_What you are asked to do_
Set down, exactly as written, the lines from the top of the data to the line that holds "Target: town in the distance", and omit the pictures.

_Material provided_
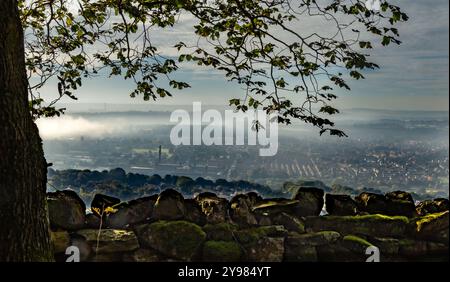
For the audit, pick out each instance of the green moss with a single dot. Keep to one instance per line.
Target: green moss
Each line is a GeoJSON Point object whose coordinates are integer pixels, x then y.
{"type": "Point", "coordinates": [357, 240]}
{"type": "Point", "coordinates": [220, 232]}
{"type": "Point", "coordinates": [179, 239]}
{"type": "Point", "coordinates": [427, 219]}
{"type": "Point", "coordinates": [221, 251]}
{"type": "Point", "coordinates": [368, 218]}
{"type": "Point", "coordinates": [254, 234]}
{"type": "Point", "coordinates": [269, 204]}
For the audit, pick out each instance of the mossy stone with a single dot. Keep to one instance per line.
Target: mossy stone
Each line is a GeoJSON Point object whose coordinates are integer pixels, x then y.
{"type": "Point", "coordinates": [176, 239]}
{"type": "Point", "coordinates": [221, 251]}
{"type": "Point", "coordinates": [220, 231]}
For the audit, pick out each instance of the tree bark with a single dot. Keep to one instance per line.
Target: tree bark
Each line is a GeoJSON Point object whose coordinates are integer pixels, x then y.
{"type": "Point", "coordinates": [24, 232]}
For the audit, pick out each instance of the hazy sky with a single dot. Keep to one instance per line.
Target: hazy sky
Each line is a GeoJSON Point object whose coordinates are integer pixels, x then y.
{"type": "Point", "coordinates": [413, 76]}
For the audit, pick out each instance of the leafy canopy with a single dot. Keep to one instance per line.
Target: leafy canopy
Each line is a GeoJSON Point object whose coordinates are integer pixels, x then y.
{"type": "Point", "coordinates": [284, 64]}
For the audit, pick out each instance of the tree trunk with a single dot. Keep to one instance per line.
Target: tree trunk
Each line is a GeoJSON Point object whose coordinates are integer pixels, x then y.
{"type": "Point", "coordinates": [24, 233]}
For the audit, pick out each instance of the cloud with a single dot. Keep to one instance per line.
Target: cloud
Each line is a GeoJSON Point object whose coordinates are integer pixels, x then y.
{"type": "Point", "coordinates": [69, 127]}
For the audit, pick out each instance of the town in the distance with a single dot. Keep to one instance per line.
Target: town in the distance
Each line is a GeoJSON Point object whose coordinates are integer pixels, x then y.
{"type": "Point", "coordinates": [385, 151]}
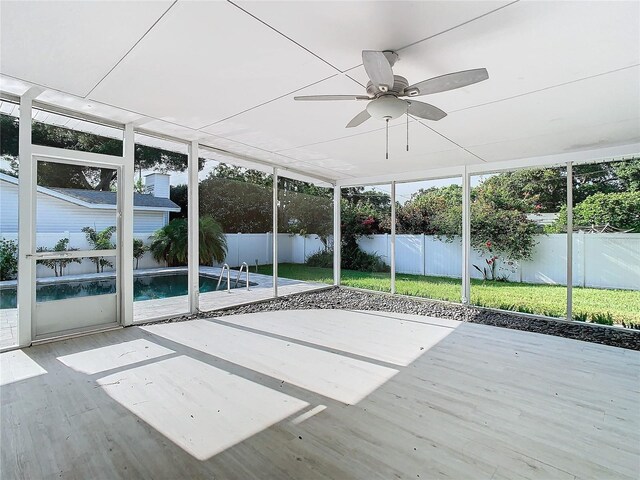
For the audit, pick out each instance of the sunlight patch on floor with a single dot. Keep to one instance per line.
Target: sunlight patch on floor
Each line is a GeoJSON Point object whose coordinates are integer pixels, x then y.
{"type": "Point", "coordinates": [335, 376]}
{"type": "Point", "coordinates": [200, 408]}
{"type": "Point", "coordinates": [101, 359]}
{"type": "Point", "coordinates": [389, 337]}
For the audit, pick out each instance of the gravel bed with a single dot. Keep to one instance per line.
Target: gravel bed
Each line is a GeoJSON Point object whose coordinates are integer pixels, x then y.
{"type": "Point", "coordinates": [349, 299]}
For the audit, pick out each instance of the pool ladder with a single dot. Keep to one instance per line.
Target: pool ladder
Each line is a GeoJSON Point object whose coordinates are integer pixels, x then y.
{"type": "Point", "coordinates": [226, 268]}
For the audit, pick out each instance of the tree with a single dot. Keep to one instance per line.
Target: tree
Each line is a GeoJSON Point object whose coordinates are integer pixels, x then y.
{"type": "Point", "coordinates": [424, 211]}
{"type": "Point", "coordinates": [58, 265]}
{"type": "Point", "coordinates": [100, 240]}
{"type": "Point", "coordinates": [497, 216]}
{"type": "Point", "coordinates": [139, 249]}
{"type": "Point", "coordinates": [620, 210]}
{"type": "Point", "coordinates": [170, 243]}
{"type": "Point", "coordinates": [71, 176]}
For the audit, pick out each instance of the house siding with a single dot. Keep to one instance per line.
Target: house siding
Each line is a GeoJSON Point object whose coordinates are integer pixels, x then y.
{"type": "Point", "coordinates": [57, 216]}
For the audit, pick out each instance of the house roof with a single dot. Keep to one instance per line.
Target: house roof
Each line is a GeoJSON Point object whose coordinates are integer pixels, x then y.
{"type": "Point", "coordinates": [109, 198]}
{"type": "Point", "coordinates": [101, 200]}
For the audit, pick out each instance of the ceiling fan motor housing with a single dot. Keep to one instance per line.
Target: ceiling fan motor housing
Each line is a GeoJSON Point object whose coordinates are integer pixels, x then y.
{"type": "Point", "coordinates": [399, 84]}
{"type": "Point", "coordinates": [387, 107]}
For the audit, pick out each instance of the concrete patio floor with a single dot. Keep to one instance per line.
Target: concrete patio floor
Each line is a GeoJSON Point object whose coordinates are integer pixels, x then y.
{"type": "Point", "coordinates": [320, 394]}
{"type": "Point", "coordinates": [261, 288]}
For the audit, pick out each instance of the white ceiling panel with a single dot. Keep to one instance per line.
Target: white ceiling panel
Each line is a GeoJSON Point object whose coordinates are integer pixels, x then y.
{"type": "Point", "coordinates": [70, 45]}
{"type": "Point", "coordinates": [87, 107]}
{"type": "Point", "coordinates": [364, 154]}
{"type": "Point", "coordinates": [205, 61]}
{"type": "Point", "coordinates": [589, 138]}
{"type": "Point", "coordinates": [571, 114]}
{"type": "Point", "coordinates": [12, 86]}
{"type": "Point", "coordinates": [339, 31]}
{"type": "Point", "coordinates": [525, 47]}
{"type": "Point", "coordinates": [285, 123]}
{"type": "Point", "coordinates": [272, 158]}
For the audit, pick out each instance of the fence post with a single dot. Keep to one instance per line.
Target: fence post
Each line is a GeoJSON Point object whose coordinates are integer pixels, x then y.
{"type": "Point", "coordinates": [583, 259]}
{"type": "Point", "coordinates": [239, 239]}
{"type": "Point", "coordinates": [424, 255]}
{"type": "Point", "coordinates": [393, 237]}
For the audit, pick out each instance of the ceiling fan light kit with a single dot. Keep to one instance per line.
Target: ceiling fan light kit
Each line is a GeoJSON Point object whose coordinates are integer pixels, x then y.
{"type": "Point", "coordinates": [386, 91]}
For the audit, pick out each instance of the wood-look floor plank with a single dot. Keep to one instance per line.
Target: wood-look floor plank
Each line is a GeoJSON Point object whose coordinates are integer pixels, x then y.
{"type": "Point", "coordinates": [478, 402]}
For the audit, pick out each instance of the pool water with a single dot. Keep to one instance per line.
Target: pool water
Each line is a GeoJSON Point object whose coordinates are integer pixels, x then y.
{"type": "Point", "coordinates": [145, 287]}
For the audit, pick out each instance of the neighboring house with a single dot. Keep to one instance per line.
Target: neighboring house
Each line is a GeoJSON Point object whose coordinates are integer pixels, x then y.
{"type": "Point", "coordinates": [69, 210]}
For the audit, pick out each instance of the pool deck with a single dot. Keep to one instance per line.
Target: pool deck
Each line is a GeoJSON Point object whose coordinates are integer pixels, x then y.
{"type": "Point", "coordinates": [147, 310]}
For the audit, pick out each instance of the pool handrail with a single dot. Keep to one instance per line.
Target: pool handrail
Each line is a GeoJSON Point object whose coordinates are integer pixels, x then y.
{"type": "Point", "coordinates": [225, 266]}
{"type": "Point", "coordinates": [246, 267]}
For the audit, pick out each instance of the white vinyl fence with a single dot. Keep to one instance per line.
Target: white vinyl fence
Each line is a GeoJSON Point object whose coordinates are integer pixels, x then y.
{"type": "Point", "coordinates": [604, 260]}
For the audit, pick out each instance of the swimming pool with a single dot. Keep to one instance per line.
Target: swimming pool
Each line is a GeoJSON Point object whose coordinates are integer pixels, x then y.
{"type": "Point", "coordinates": [145, 287]}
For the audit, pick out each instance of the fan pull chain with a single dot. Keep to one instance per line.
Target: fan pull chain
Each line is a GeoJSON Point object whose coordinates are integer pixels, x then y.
{"type": "Point", "coordinates": [407, 126]}
{"type": "Point", "coordinates": [387, 139]}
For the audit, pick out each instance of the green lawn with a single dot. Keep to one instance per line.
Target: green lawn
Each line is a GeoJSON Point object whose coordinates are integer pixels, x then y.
{"type": "Point", "coordinates": [622, 305]}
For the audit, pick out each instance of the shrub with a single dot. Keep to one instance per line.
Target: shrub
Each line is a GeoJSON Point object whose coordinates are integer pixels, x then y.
{"type": "Point", "coordinates": [602, 318]}
{"type": "Point", "coordinates": [170, 243]}
{"type": "Point", "coordinates": [8, 259]}
{"type": "Point", "coordinates": [59, 264]}
{"type": "Point", "coordinates": [100, 240]}
{"type": "Point", "coordinates": [580, 316]}
{"type": "Point", "coordinates": [619, 210]}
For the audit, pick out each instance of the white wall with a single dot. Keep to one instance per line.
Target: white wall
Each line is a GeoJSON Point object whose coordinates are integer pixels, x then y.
{"type": "Point", "coordinates": [600, 260]}
{"type": "Point", "coordinates": [605, 260]}
{"type": "Point", "coordinates": [55, 215]}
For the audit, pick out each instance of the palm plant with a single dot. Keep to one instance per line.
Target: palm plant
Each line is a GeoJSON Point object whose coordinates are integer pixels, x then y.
{"type": "Point", "coordinates": [170, 243]}
{"type": "Point", "coordinates": [58, 265]}
{"type": "Point", "coordinates": [100, 240]}
{"type": "Point", "coordinates": [139, 249]}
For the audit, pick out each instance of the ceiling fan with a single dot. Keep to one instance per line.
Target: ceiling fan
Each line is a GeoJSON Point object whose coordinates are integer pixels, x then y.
{"type": "Point", "coordinates": [386, 91]}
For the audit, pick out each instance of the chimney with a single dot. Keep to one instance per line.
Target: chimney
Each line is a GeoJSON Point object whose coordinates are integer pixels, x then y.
{"type": "Point", "coordinates": [157, 184]}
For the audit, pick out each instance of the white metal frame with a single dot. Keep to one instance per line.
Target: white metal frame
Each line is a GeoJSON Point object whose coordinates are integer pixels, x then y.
{"type": "Point", "coordinates": [41, 153]}
{"type": "Point", "coordinates": [275, 232]}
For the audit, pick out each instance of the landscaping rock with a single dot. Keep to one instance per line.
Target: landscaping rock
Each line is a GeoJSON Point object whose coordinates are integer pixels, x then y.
{"type": "Point", "coordinates": [351, 299]}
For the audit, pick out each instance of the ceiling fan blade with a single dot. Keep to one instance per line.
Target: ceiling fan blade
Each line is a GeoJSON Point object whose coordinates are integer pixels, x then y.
{"type": "Point", "coordinates": [378, 69]}
{"type": "Point", "coordinates": [450, 81]}
{"type": "Point", "coordinates": [359, 119]}
{"type": "Point", "coordinates": [315, 98]}
{"type": "Point", "coordinates": [424, 110]}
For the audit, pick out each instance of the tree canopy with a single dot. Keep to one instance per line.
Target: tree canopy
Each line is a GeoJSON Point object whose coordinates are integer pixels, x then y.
{"type": "Point", "coordinates": [71, 176]}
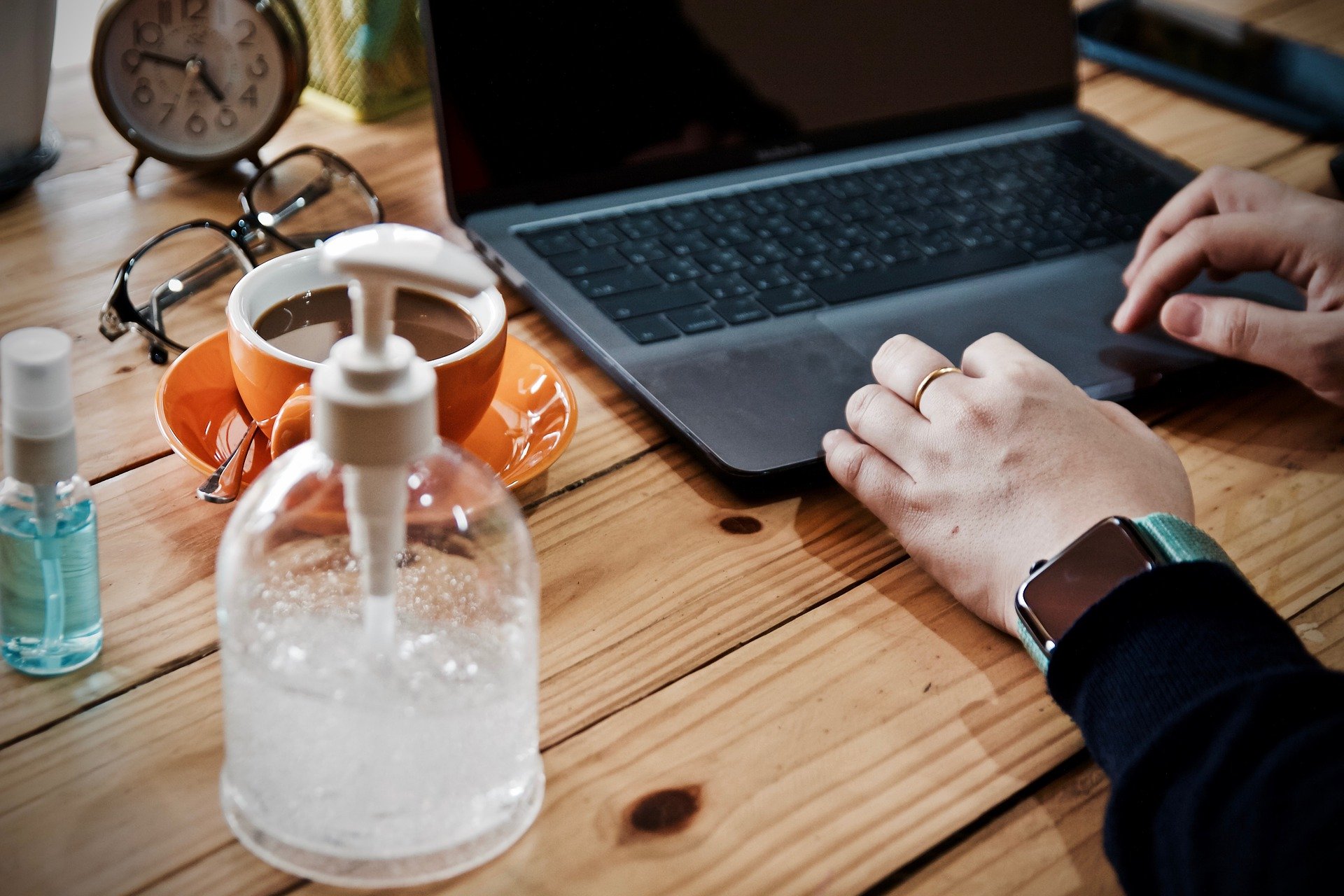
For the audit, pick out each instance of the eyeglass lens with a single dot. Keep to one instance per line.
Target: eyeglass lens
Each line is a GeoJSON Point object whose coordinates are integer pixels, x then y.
{"type": "Point", "coordinates": [311, 197]}
{"type": "Point", "coordinates": [198, 264]}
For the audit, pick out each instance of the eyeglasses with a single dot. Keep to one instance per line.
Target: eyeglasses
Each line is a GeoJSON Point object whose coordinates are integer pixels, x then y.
{"type": "Point", "coordinates": [296, 202]}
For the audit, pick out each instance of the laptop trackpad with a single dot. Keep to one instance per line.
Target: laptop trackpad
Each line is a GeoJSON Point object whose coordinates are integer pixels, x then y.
{"type": "Point", "coordinates": [762, 406]}
{"type": "Point", "coordinates": [1060, 312]}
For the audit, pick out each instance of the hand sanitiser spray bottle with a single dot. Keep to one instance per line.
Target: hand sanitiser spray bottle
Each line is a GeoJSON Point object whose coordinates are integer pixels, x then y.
{"type": "Point", "coordinates": [50, 620]}
{"type": "Point", "coordinates": [378, 615]}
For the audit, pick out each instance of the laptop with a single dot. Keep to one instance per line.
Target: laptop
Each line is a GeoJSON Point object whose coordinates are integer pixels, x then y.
{"type": "Point", "coordinates": [730, 204]}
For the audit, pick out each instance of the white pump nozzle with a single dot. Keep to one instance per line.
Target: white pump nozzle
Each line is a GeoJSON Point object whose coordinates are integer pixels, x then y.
{"type": "Point", "coordinates": [374, 405]}
{"type": "Point", "coordinates": [384, 257]}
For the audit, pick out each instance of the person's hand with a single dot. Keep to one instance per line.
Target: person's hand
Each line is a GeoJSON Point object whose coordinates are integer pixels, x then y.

_Result of the exercise_
For the audit, pick out each instance of the green moss with a single dot. Keep to one instance per line.
Target: green moss
Each line is a GeoJSON Point object whose coordinates are integer pixels, x then y.
{"type": "Point", "coordinates": [357, 240]}
{"type": "Point", "coordinates": [220, 232]}
{"type": "Point", "coordinates": [179, 239]}
{"type": "Point", "coordinates": [427, 219]}
{"type": "Point", "coordinates": [221, 251]}
{"type": "Point", "coordinates": [368, 218]}
{"type": "Point", "coordinates": [254, 234]}
{"type": "Point", "coordinates": [269, 204]}
For the audit, pick out each instance of the mossy stone with a single dot. Keep to one instance per line.
Target: mossy stone
Each line is a GeoJSON Point object whose coordinates are integer pixels, x then y.
{"type": "Point", "coordinates": [176, 239]}
{"type": "Point", "coordinates": [221, 251]}
{"type": "Point", "coordinates": [220, 231]}
For the audit, pick out each instance of the tree bark with a single dot. Keep to one instance per line.
Target: tree bark
Each line is a GeoJSON Point object whose coordinates are integer pixels, x then y.
{"type": "Point", "coordinates": [24, 232]}
For the audit, pick out each instance of the hazy sky with a single dot. Keep to one instance per line.
Target: hazy sky
Each line is a GeoJSON Point object whose coordinates are integer pixels, x then y.
{"type": "Point", "coordinates": [413, 76]}
For the audit, pick out each instance of the leafy canopy with a single dot. Keep to one instance per line.
Target: leafy canopy
Each line is a GeoJSON Point object whose coordinates are integer pixels, x then y.
{"type": "Point", "coordinates": [284, 64]}
For the audit, pick out each instance of the tree trunk with a single dot. Keep to one instance per line.
Target: tree trunk
Each line is a GeoJSON Point object whose coordinates are integer pixels, x then y.
{"type": "Point", "coordinates": [24, 233]}
For the audit, pick out each instance of the cloud with a single dot. Keep to one instance per line.
Target: cloud
Each line is a GeoJSON Point object whose coordinates are integer pixels, x then y.
{"type": "Point", "coordinates": [69, 127]}
For the audit, pick out each instance of the town in the distance with a single dot. Keep to one instance per line.
Target: town in the distance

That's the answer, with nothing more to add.